_WHAT THE TASK ASKS_
Copy each of the following lines word for word, in the same order.
[START RECORDS SHOWN]
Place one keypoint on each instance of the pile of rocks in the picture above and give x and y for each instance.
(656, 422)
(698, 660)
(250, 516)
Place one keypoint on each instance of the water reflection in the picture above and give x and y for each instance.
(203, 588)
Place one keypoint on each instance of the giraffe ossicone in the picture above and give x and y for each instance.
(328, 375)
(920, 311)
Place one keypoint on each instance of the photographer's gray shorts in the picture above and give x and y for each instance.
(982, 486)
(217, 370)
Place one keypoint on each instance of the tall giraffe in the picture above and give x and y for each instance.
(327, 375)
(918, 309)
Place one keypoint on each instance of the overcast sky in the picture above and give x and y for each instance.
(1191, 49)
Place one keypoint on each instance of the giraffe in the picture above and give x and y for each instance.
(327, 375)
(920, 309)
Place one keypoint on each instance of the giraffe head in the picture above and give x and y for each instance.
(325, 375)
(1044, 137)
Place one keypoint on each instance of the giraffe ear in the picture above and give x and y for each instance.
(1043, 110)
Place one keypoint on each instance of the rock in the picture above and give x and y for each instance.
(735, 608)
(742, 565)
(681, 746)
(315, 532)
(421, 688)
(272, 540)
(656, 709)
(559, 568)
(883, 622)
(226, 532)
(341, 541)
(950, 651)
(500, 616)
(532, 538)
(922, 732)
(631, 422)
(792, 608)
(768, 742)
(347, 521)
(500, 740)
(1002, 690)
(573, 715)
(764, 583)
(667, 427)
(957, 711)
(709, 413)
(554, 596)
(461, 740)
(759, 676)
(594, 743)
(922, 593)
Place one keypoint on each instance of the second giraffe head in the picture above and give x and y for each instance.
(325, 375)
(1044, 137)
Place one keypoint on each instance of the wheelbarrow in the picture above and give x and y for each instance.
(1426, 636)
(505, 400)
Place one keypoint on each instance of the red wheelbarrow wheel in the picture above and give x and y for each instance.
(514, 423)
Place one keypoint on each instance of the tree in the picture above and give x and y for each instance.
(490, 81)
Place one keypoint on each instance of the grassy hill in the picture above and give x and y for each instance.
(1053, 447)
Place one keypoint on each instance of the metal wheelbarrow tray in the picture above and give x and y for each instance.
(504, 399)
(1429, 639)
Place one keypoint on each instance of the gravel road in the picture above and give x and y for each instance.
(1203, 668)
[END RECORDS SHOWN]
_TASK RESULT_
Place one keypoint on each instance of the pile of rocks in the picture above and give x and y for each instance.
(656, 422)
(698, 660)
(250, 516)
Place one keypoint on each instance of the water reflection in the picture above and give x and y for each instance.
(203, 588)
Place one keypoint on each instance of the giraffe ossicone in the picture above and give x and y for each instance.
(328, 375)
(920, 311)
Place one keypoint on each instance of the photographer's gray shorts in the picture above and give x and y for each instance.
(982, 486)
(217, 370)
Place one keypoint on each instance of the tall giraffe in the picture above and give x and y for each instance.
(327, 375)
(918, 309)
Place one keypoint on each instance of the overcast sky in the picture above and give x and y for each instance.
(1191, 49)
Place one keypoint on each instance of the giraffe in the picture above and give x and y for each instance.
(327, 375)
(920, 309)
Place one keypoint on each instance of the giraffe head in the picture above and give x and y for each instance.
(325, 375)
(1044, 137)
Place one keypoint on each instance of the giraffe ear in the picture above and give x and y for each instance.
(1043, 110)
Place one keypoint on each instance of the rock in the picture above and give x and y for each instance.
(735, 608)
(742, 565)
(681, 746)
(315, 532)
(421, 688)
(272, 540)
(656, 709)
(559, 568)
(883, 622)
(226, 532)
(341, 541)
(950, 651)
(500, 616)
(532, 538)
(922, 732)
(631, 422)
(792, 608)
(768, 742)
(347, 521)
(500, 740)
(1002, 690)
(573, 715)
(764, 583)
(667, 427)
(957, 711)
(709, 413)
(554, 596)
(461, 740)
(759, 676)
(594, 743)
(922, 593)
Place one keypoint on each instance of the second giraffe head in the picture above and give x and y for each instance.
(325, 375)
(1044, 137)
Place one keypoint on each instance of the wheelbarrow in the picture above and give x and y for each instance.
(1426, 636)
(505, 400)
Place one keypoint on each instance of the red wheelbarrow wheel in the picture above and give x and y for each instance.
(514, 423)
Place one keypoint on each instance of the tree in the picture above and give x and y for each instance.
(490, 81)
Place one keypoint on each instance of the grassy hill in the picture above and give x and y for each instance.
(1053, 447)
Place one keypoint on each instance of the metal wheelbarrow tray in the picture above and give x and y for each instance.
(504, 399)
(1429, 639)
Place one keypoint on each instance of the gravel road in the picture above and give x and y for each instance.
(1203, 668)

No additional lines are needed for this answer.